══ Records for the exercise
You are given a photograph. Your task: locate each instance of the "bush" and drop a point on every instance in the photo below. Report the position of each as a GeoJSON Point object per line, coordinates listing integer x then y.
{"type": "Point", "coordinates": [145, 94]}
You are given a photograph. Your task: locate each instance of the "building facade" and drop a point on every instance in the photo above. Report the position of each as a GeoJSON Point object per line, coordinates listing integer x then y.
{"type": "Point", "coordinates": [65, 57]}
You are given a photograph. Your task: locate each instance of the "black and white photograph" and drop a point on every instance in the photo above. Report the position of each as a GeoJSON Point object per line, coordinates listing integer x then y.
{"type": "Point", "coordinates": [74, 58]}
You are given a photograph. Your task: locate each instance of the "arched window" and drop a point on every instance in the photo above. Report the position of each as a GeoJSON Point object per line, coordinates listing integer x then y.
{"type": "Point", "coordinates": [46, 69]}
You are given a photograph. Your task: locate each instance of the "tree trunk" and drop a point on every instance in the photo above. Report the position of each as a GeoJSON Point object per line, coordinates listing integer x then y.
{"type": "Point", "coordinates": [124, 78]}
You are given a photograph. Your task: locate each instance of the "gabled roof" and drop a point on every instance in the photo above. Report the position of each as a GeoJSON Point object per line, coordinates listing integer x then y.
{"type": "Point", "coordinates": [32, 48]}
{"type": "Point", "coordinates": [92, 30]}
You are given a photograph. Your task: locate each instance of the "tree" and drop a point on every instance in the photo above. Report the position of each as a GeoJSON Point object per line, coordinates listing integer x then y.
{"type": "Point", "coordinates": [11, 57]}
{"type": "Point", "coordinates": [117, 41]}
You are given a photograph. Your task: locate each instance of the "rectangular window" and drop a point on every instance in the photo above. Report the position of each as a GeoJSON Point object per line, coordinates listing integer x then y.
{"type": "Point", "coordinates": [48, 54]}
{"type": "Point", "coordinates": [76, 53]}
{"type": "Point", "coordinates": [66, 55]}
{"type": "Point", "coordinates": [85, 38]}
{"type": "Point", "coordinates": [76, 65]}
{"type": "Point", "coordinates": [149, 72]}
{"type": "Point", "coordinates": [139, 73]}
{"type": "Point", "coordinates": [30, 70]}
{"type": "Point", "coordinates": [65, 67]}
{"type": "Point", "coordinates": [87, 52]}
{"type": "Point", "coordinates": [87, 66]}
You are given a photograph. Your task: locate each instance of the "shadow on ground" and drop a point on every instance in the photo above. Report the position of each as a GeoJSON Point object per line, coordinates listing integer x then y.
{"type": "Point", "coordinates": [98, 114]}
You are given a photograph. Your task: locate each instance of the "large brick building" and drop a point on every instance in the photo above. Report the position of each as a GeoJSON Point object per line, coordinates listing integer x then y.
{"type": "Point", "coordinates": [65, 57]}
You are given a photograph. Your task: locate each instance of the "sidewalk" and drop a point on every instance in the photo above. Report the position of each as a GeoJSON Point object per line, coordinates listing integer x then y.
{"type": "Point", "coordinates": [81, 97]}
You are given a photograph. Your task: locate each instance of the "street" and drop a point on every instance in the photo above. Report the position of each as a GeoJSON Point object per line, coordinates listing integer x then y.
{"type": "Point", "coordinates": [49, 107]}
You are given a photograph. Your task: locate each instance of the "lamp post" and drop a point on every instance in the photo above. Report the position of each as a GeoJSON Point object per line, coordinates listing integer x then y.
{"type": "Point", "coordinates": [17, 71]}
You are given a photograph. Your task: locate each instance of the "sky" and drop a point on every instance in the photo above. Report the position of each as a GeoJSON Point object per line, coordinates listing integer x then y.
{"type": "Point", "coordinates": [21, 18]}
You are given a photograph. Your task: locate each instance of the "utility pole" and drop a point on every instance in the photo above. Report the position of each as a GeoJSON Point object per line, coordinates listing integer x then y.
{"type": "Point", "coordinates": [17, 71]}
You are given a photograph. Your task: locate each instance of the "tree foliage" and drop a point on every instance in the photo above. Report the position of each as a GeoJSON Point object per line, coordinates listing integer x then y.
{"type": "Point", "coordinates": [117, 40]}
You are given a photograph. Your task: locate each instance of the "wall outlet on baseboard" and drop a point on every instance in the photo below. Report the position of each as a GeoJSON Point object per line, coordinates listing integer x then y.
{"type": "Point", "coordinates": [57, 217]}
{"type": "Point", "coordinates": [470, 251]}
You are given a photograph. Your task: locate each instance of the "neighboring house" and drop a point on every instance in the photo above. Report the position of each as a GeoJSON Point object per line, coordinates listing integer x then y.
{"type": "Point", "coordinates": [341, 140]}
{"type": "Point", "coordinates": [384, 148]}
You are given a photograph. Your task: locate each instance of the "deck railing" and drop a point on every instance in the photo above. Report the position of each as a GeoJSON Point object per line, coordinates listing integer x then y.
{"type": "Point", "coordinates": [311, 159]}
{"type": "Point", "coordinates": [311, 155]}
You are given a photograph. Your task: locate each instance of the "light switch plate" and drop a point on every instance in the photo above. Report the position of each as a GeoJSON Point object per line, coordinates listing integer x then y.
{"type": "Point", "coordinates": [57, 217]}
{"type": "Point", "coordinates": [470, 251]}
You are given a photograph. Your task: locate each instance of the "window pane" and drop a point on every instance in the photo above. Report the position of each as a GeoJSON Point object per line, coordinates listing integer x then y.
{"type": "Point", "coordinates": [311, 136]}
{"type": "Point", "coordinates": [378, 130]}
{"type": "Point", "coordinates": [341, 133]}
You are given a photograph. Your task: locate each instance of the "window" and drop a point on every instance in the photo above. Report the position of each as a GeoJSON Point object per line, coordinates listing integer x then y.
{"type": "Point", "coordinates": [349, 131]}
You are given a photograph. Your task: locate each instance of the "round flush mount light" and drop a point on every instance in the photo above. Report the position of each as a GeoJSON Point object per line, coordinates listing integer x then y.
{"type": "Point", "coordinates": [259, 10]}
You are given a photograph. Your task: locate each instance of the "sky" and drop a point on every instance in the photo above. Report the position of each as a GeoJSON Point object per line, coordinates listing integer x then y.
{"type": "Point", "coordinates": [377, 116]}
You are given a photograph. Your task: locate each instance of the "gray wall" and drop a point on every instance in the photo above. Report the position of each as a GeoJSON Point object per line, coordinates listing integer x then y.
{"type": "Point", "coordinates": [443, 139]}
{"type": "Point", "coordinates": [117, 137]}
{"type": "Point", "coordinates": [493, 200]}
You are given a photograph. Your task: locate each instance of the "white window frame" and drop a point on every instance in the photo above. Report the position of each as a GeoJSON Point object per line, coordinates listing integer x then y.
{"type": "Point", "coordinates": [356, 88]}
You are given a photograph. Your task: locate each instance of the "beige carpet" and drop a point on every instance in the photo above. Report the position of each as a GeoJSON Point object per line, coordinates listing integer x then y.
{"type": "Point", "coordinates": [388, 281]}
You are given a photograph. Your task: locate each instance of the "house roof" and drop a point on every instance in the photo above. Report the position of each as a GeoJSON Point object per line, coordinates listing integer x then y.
════
The task
Count the lines in the records that contain the word "white", and reply with that number alone.

Reply to the task
2